EXERCISE GOAL: Would you repeat, exactly as given, the line with "Question. Indicate one point on each instance of the green" and every line after it to the end of the entries?

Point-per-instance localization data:
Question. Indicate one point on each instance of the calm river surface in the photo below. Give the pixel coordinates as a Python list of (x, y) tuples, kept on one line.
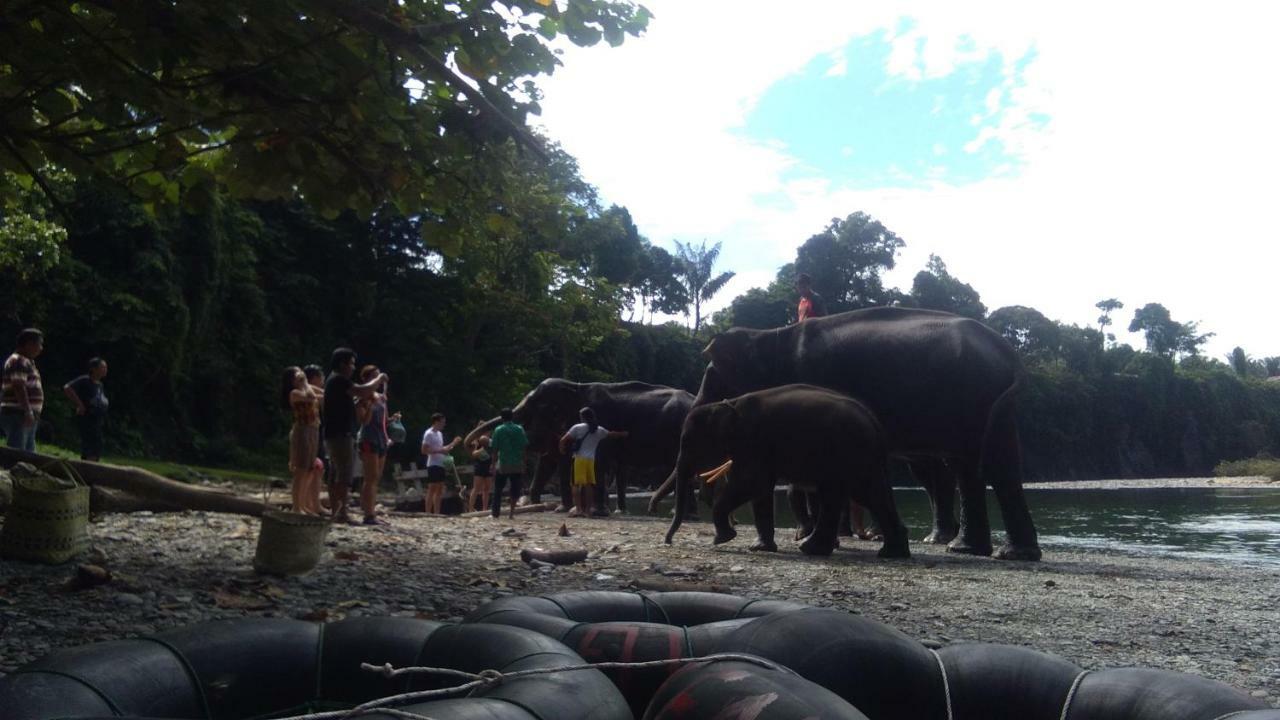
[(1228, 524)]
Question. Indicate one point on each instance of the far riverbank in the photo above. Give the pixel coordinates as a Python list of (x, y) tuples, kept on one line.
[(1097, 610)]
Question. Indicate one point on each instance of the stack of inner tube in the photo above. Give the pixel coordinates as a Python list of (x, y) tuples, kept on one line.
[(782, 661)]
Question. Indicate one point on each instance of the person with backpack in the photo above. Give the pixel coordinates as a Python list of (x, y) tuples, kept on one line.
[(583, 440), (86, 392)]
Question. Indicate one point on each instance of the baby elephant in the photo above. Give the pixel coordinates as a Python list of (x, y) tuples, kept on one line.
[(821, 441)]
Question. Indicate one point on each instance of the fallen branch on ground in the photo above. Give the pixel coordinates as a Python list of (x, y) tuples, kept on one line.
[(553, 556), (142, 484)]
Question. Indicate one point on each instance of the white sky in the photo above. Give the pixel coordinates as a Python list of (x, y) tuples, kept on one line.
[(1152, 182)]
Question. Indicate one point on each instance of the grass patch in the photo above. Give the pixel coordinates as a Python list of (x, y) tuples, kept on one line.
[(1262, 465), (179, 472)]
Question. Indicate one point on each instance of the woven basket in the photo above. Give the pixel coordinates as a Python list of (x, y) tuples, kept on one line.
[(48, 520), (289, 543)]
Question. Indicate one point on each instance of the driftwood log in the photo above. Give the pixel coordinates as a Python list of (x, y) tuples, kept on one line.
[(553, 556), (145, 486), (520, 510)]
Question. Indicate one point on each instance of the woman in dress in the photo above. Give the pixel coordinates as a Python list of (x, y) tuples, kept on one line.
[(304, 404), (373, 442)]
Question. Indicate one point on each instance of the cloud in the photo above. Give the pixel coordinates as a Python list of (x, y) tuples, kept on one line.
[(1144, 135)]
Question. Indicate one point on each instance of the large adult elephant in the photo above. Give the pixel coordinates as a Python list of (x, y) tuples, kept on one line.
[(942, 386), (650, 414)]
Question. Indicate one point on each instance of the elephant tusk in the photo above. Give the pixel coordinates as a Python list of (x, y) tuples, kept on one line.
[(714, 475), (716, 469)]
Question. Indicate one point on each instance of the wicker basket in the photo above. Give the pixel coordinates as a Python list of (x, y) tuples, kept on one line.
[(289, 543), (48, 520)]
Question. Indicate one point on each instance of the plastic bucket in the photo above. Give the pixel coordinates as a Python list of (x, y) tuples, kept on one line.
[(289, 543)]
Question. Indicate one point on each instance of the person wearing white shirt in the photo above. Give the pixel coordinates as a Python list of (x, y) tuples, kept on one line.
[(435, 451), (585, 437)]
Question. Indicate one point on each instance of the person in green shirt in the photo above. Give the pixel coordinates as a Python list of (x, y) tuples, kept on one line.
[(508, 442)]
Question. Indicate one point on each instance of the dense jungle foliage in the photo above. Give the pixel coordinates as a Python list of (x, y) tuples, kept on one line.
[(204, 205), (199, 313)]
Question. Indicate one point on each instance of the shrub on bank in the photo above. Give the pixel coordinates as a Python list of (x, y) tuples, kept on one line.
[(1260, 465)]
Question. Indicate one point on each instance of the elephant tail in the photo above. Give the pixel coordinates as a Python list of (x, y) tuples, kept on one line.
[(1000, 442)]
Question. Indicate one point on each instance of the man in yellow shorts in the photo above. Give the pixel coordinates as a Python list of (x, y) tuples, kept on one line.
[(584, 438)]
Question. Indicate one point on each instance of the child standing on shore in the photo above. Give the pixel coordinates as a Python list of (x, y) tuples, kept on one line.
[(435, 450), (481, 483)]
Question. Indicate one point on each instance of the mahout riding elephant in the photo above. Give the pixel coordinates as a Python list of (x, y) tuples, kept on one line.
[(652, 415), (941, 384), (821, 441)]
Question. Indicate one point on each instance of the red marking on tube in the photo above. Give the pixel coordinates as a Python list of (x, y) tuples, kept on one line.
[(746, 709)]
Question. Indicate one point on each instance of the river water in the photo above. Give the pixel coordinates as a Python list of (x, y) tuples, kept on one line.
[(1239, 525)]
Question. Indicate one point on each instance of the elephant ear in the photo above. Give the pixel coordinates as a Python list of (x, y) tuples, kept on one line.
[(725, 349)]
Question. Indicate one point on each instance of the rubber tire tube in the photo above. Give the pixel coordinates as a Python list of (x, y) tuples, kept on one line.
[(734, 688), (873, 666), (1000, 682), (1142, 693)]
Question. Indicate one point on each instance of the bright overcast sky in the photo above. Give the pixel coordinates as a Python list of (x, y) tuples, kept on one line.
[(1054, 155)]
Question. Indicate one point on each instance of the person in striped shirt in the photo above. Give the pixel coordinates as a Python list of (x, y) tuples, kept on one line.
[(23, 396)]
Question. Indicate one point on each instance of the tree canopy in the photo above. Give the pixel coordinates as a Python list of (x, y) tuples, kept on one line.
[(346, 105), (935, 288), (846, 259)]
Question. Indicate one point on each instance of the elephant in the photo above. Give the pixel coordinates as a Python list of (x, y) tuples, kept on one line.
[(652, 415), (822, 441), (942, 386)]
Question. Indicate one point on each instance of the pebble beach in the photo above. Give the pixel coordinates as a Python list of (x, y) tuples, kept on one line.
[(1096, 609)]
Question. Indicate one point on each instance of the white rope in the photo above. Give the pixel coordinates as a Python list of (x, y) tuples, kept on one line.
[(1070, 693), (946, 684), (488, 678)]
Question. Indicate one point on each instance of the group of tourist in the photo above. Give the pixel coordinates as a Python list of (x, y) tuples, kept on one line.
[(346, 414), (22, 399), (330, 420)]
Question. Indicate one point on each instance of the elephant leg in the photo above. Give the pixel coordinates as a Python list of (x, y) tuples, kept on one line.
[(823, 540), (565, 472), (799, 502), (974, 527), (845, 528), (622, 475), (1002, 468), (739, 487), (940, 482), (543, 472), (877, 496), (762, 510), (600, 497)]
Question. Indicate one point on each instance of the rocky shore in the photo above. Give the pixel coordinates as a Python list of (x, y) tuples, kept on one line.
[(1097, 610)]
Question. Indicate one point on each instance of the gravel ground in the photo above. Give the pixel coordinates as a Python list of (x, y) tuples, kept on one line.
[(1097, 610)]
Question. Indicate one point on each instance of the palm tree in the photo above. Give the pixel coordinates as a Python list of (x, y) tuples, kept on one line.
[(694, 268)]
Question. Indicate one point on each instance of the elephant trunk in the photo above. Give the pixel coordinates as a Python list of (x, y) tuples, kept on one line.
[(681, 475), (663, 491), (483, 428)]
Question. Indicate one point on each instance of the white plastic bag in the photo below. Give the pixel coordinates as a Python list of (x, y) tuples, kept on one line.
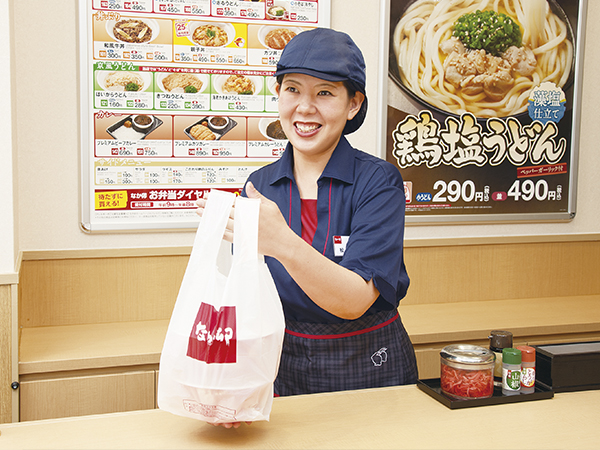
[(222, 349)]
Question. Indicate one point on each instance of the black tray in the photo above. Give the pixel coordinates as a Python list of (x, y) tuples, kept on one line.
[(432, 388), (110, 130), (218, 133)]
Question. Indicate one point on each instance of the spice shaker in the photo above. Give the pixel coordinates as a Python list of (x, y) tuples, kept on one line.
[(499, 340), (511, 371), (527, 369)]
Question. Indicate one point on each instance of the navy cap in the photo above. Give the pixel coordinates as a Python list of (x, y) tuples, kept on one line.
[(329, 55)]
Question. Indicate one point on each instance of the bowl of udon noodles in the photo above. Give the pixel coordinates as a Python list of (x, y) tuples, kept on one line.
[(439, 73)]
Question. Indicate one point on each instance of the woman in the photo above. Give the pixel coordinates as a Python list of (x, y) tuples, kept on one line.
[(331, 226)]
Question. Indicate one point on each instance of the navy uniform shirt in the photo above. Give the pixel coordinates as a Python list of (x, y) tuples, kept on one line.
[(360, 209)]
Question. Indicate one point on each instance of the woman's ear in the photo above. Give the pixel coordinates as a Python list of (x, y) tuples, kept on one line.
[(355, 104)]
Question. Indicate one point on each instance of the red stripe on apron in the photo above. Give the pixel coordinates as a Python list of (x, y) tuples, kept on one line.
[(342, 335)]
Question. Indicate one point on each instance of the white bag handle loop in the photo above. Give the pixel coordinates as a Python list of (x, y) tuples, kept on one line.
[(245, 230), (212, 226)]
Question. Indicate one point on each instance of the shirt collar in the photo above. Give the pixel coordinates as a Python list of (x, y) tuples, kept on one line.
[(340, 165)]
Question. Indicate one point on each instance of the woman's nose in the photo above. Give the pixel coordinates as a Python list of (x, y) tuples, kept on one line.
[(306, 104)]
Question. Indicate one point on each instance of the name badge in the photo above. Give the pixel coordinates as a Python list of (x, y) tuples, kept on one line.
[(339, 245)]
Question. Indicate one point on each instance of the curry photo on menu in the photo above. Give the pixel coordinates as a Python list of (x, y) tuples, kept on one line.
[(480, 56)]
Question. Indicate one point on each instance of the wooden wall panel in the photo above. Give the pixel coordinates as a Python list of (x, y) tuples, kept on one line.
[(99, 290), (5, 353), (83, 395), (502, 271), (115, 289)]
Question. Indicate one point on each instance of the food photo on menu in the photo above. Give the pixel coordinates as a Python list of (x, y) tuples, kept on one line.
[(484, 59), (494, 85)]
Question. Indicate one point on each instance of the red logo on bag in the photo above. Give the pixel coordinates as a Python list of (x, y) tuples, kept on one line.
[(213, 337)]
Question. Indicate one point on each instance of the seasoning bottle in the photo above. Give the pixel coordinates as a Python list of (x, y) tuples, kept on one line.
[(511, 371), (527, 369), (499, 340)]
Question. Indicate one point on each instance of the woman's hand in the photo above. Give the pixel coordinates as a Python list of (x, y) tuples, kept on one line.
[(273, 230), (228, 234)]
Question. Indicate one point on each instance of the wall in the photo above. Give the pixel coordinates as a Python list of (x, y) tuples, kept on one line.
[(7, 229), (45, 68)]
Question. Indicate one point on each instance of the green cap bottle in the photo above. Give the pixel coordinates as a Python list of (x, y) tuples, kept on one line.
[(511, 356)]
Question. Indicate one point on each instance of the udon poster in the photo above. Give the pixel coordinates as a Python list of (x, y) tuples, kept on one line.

EXERCISE RESPONSE:
Question. Indicate one point on each instance of the green cap bottle in the photo above. Give the pixel coordinates as a Python list of (x, y) tuples, kept on one line.
[(511, 356)]
Question. Indicate one point on each instance of the udon poster in the photo above. Give the pixel coordinates as a Python list of (x, y) tuples, kept on one line.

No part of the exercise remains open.